A second factor is a common belief in the legitimacy and necessity of active, problem-solving government. Frequently, even amid deep policy disagreement between the executive and legislative branches, public policy compromises emerge in the solution of public problems because both elected branches are committed to demonstrating their capacity to respond in some constructive way to public challenges. Powerful examples from the 1990s include tax and budget reform under President George H. W. Bush and welfare reform under President Clinton. In each case, an ideologically reluctant President went along with congressional initiative out of a felt imperative to respond to a widely perceived public problem and to share in the credit for its solution.
Third, each branch—but each of the elected branches especially—has historically been motivated to represent a broad range of public opinion on critical issues. Even when the elected branches disagree significantly on public policy, each has usually been motivated to seek the approval of a wide spectrum of American voters. This impulse was significantly evident in President Clinton’s judicial nominating strategy, in which he worked with a Republican-controlled Senate to confirm potential judges who were notably centrist in their views, and in the Republican Congress’s 1996 enactment of line-item veto authority, which threatened to empower a Democratic President, but which was perceived to be widely popular among the national electorate.

####

**Problem set**
a) In the passage on the elected branches, what authority did the Republican Congress enact in 1996?
b) List every specific historical example the passage on the elected branches gives to illustrate its second and third factors.
c) Proceed with the passage on the elected branches from the point where it stops.

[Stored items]
####

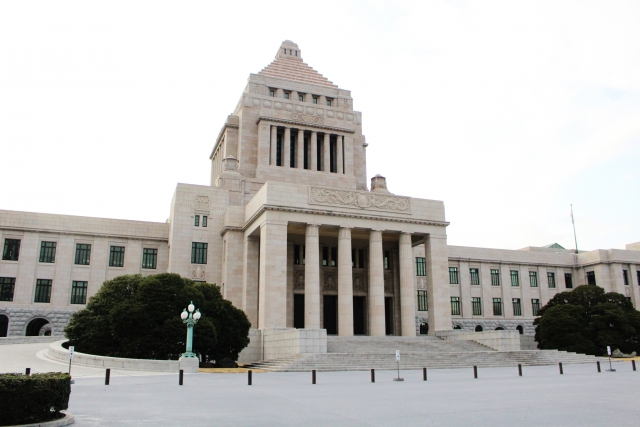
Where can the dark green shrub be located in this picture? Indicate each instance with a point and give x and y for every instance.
(33, 399)
(139, 317)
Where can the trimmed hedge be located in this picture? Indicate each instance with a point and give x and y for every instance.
(33, 399)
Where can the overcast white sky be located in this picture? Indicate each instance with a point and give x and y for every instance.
(508, 111)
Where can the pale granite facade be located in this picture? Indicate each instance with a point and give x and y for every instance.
(295, 235)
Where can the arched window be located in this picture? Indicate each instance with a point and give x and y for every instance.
(424, 328)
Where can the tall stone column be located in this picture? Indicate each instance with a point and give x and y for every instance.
(339, 154)
(274, 145)
(376, 285)
(286, 156)
(272, 295)
(439, 304)
(326, 151)
(313, 151)
(345, 284)
(300, 149)
(250, 278)
(407, 287)
(312, 278)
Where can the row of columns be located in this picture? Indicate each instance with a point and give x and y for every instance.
(313, 146)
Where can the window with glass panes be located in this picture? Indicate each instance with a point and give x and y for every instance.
(455, 306)
(517, 307)
(497, 306)
(43, 290)
(48, 252)
(476, 306)
(7, 285)
(79, 292)
(421, 267)
(116, 256)
(533, 279)
(422, 301)
(83, 254)
(149, 258)
(551, 279)
(515, 280)
(11, 250)
(453, 275)
(535, 305)
(198, 253)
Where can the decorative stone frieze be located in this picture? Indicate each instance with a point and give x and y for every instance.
(359, 200)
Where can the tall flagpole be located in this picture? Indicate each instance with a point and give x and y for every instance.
(574, 228)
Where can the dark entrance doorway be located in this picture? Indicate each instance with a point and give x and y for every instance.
(331, 314)
(298, 311)
(358, 315)
(388, 315)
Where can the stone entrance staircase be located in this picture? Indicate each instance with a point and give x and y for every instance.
(364, 353)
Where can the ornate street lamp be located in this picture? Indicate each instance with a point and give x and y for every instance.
(190, 319)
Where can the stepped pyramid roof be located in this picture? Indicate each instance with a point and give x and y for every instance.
(288, 65)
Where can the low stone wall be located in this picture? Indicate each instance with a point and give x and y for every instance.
(57, 352)
(498, 340)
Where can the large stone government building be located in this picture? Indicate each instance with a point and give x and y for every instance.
(293, 234)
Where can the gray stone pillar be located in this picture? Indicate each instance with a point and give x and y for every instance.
(313, 151)
(376, 285)
(345, 284)
(300, 149)
(274, 145)
(407, 287)
(286, 156)
(312, 278)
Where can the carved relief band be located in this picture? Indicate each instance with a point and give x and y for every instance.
(359, 199)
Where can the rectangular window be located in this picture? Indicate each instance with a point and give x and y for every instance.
(551, 279)
(48, 252)
(517, 307)
(116, 256)
(43, 291)
(7, 285)
(475, 276)
(422, 301)
(535, 305)
(515, 280)
(11, 249)
(149, 258)
(83, 254)
(568, 280)
(495, 277)
(421, 267)
(497, 306)
(453, 275)
(198, 253)
(476, 305)
(455, 306)
(78, 292)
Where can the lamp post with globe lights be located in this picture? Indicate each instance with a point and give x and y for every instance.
(190, 319)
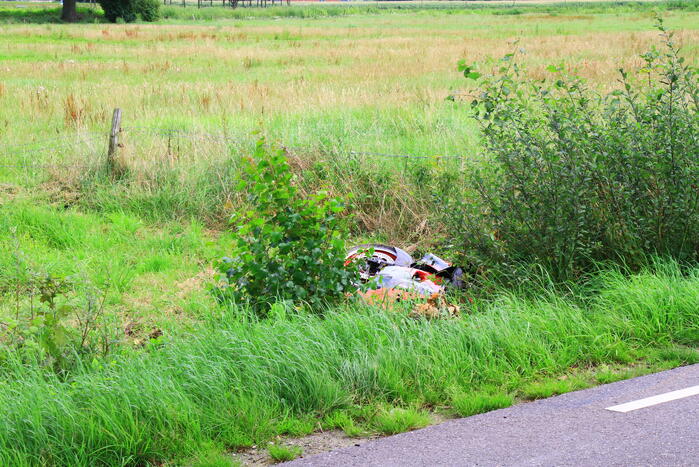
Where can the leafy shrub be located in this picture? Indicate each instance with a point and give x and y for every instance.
(131, 10)
(62, 323)
(573, 177)
(287, 247)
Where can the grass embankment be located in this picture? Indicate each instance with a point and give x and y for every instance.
(325, 88)
(235, 382)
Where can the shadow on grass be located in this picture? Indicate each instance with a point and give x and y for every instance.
(19, 14)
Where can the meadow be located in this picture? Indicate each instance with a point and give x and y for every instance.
(164, 373)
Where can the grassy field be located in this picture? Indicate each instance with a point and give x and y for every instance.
(190, 378)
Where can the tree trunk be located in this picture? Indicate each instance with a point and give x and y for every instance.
(69, 13)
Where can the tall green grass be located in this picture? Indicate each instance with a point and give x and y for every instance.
(237, 381)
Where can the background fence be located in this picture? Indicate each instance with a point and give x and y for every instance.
(104, 149)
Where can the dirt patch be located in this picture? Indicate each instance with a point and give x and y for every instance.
(315, 443)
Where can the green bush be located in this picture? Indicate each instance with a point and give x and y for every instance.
(287, 247)
(131, 10)
(573, 177)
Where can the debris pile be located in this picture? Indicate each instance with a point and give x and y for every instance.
(390, 275)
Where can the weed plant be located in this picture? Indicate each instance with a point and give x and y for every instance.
(574, 178)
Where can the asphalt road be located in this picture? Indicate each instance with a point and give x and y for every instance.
(572, 429)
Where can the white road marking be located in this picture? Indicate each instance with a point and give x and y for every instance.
(659, 399)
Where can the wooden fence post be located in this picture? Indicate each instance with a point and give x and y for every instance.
(114, 142)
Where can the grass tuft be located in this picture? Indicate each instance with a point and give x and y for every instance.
(281, 453)
(467, 404)
(398, 420)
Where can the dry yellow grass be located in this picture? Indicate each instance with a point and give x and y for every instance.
(296, 76)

####

**Outputs in order**
a) Line-item veto authority.

b)
- Tax and budget reform under President George H. W. Bush
- Welfare reform under President Clinton
- President Clinton's judicial nominating strategy of working with a Republican-controlled Senate to confirm centrist judges
- The Republican Congress's 1996 enactment of line-item veto authority

c)
Finally, each branch of the government is structured internally so as to promote deliberation, thus increasing the likelihood that multiple points of view will be heard and given time to help shape long-term policy outcomes. Congress, for example, is divided into two houses, which must concur in a legislative proposal in order that it be enacted. The length of terms and the geographical basis of representation is different in the two houses, which, originally, were also selected by different methods. The judiciary consists of a Supreme Court and lower courts through which legal interpretation evolves in a highly formal, multivocal way. Article III of the Constitution gives those judges who officiate over the courts authorized by that article lifetime tenure, insuring that, at any given moment, the judiciary is populated by judges whose prejudicial careers exhibit a variety of ideological and political predispositions. Even the constitutional text describing the executive branch, the most unitary of the three branches, contemplates that the President may seek advice from the heads of “departments.” Deliberation was an intended feature of the new government through and through.
Government lawyers, if they perform their jobs well, play a central role in maintaining the ethos of deliberation that was the Framers’ hope. Decision making is most effectively deliberative if it involves a wide variety of perspectives, each shedding light on whatever issue is under discussion. In formal deliberative settings, such as an argument before the Supreme Court or debates on the floor of Congress, contending perspectives are literally embodied in different human beings, all physically present and asserting their various points of view. Decisions within the executive branch, however, are most frequently made in a potentially more insulated environment. The only voices literally present in a particular policy conversation may be those of a high-level presidential appointee, some lower-level presidential appointees, and civil servants who are most directly accountable to these presidential appointees. In such settings, it would require some form of special self-discipline for those immediately involved in the decision to actually concern themselves with perspectives and interests other than the partisan agenda they likely all share. This is especially so for the vast majority of decisions that will never be reviewed in Congress because they are too low-visibility and that will never be reviewed in court because they do not affect the specific interests of identifiable individuals in a way that would ordinarily entitle them to call those decisions into question through litigation.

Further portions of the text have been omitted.